- _Required task_: Count how many lines in the listing below contain the string "bloom" with case taken into account, and give only that number.

──────

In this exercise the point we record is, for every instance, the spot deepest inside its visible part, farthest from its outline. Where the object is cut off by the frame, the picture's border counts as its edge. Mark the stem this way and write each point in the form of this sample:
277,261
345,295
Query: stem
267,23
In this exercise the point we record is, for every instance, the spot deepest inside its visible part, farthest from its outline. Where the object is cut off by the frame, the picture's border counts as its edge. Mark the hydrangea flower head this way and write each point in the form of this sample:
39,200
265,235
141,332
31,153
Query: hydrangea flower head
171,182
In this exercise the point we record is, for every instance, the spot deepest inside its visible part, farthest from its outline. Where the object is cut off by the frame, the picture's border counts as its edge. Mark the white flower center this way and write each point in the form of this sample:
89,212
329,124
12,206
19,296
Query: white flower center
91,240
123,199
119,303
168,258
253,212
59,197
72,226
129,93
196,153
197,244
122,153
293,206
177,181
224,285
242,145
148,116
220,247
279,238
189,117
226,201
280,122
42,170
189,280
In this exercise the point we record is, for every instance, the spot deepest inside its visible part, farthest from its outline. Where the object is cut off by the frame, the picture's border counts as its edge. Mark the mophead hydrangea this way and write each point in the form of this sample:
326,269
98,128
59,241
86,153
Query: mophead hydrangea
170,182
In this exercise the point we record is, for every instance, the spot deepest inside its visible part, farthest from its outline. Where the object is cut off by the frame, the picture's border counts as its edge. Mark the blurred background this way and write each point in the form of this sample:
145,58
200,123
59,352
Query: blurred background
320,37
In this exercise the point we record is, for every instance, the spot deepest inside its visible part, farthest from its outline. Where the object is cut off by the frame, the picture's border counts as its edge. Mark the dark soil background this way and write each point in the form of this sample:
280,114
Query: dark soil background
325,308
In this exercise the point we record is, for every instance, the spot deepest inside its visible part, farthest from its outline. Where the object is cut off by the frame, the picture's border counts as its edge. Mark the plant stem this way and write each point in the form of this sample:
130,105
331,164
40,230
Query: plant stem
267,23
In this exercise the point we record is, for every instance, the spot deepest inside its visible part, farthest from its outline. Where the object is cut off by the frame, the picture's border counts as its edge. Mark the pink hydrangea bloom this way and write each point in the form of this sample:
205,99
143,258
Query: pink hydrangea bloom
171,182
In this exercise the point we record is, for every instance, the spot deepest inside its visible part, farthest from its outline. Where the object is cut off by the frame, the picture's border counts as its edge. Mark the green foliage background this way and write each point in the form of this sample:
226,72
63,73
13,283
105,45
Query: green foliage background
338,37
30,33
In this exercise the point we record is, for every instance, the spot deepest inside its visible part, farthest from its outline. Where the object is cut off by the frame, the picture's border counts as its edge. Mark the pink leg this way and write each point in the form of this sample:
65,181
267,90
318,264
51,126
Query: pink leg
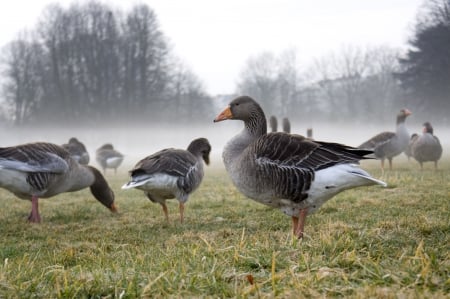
34,215
294,224
166,213
301,223
181,212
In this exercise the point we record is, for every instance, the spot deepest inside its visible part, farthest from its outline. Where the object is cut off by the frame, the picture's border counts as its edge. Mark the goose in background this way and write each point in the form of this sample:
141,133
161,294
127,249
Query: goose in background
42,170
309,133
286,125
427,147
407,151
171,173
77,150
387,145
108,157
273,123
288,171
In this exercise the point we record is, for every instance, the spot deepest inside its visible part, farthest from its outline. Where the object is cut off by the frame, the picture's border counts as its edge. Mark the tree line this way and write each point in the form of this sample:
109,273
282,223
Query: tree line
361,84
90,63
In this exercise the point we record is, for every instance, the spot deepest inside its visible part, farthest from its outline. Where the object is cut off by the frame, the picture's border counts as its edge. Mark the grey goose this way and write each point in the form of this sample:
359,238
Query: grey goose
387,145
171,173
408,149
273,123
426,147
108,157
287,171
286,125
77,150
42,170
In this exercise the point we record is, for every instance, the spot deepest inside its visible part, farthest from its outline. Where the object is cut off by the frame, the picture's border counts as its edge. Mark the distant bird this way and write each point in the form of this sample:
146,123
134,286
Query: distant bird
413,139
108,157
427,147
273,123
390,144
171,173
309,133
286,125
288,171
77,150
42,170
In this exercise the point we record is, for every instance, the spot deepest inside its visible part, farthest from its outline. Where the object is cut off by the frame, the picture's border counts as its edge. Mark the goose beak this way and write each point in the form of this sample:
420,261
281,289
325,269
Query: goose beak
224,115
113,208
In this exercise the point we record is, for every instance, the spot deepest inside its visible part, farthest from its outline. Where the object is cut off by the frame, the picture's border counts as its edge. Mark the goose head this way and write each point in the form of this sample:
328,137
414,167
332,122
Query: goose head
402,115
200,146
427,128
101,190
249,111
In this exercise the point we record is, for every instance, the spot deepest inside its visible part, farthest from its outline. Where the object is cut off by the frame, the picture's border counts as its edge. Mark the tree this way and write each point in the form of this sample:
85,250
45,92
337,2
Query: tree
425,71
91,63
22,89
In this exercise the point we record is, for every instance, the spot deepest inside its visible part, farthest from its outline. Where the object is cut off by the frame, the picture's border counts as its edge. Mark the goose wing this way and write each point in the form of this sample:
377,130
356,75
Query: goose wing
35,157
377,140
168,161
288,162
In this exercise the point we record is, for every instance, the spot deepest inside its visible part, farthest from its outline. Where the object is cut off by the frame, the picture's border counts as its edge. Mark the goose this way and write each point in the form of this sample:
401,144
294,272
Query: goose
108,157
286,125
390,144
287,171
408,149
309,133
273,123
42,170
426,147
77,150
171,173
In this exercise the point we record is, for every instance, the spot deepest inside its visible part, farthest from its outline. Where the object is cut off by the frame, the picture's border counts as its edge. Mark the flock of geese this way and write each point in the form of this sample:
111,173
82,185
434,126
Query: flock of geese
290,172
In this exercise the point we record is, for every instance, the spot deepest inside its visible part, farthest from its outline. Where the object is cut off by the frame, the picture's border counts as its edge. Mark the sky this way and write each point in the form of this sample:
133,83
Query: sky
216,38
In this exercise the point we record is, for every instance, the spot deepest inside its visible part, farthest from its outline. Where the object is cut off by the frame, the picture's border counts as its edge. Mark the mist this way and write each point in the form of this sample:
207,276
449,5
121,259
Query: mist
138,140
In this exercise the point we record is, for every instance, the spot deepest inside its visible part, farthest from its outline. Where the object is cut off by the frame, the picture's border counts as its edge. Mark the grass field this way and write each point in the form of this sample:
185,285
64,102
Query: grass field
365,243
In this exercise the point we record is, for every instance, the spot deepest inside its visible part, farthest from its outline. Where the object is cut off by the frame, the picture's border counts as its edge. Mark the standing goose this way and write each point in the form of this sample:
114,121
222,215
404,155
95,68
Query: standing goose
35,170
108,157
426,147
273,123
390,144
286,125
408,150
171,173
77,150
287,171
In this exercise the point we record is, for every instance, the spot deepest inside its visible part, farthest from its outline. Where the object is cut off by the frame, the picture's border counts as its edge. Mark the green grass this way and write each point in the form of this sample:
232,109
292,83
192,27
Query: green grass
370,242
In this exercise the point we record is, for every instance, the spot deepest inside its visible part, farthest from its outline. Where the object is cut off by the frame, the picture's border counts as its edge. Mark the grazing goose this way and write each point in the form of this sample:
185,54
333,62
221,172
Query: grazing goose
42,170
286,125
171,173
390,144
288,171
273,123
77,150
108,157
426,147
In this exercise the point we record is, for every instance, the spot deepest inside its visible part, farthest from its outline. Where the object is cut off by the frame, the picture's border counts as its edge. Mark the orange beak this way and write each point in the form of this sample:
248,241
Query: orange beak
113,208
224,115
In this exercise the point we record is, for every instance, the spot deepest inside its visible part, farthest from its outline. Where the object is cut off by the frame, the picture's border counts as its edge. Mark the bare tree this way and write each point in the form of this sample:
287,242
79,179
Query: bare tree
23,67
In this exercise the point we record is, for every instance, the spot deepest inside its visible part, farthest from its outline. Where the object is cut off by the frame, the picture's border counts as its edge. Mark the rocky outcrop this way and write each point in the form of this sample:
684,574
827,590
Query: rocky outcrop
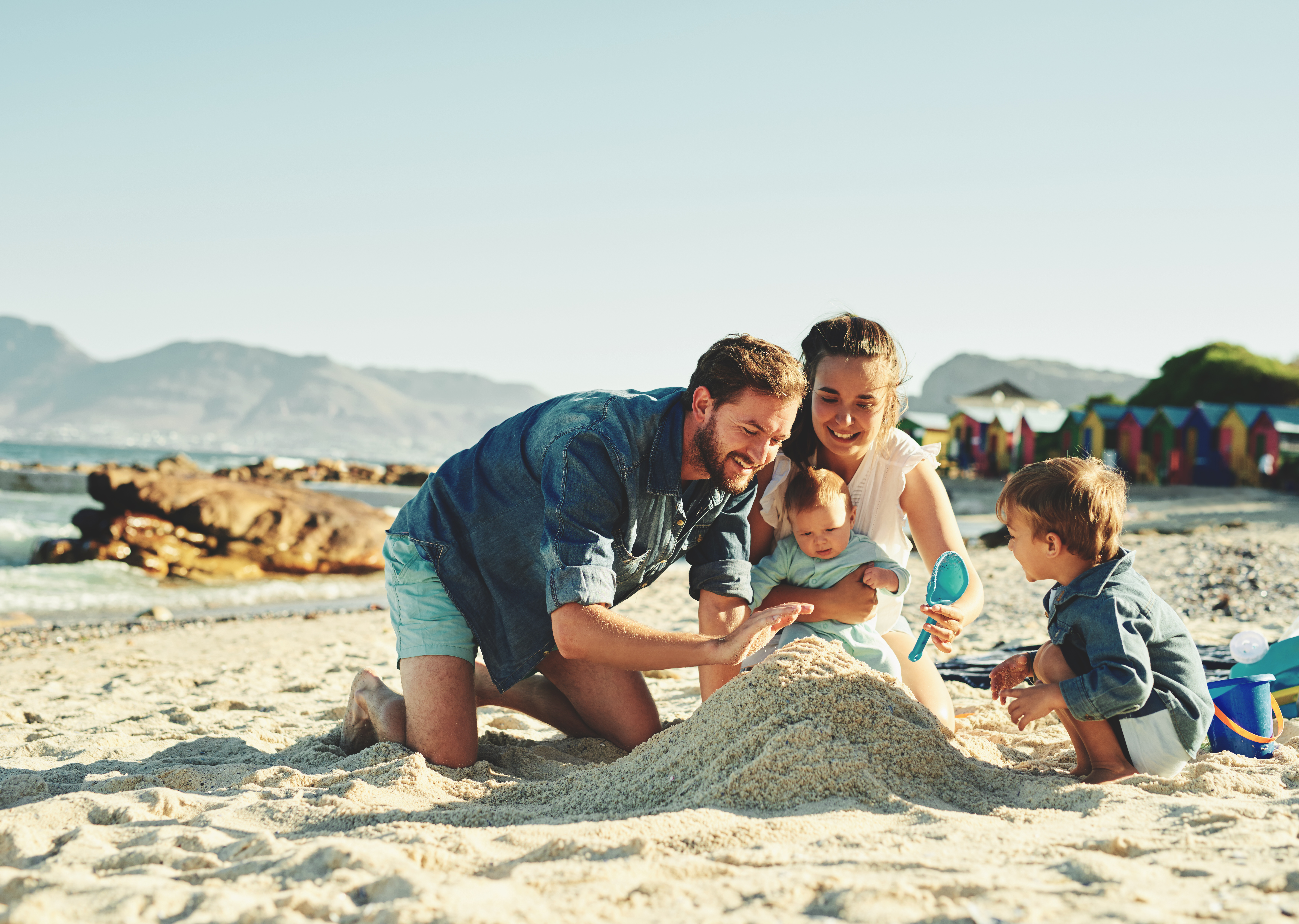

──────

- _Exercise answer_: 2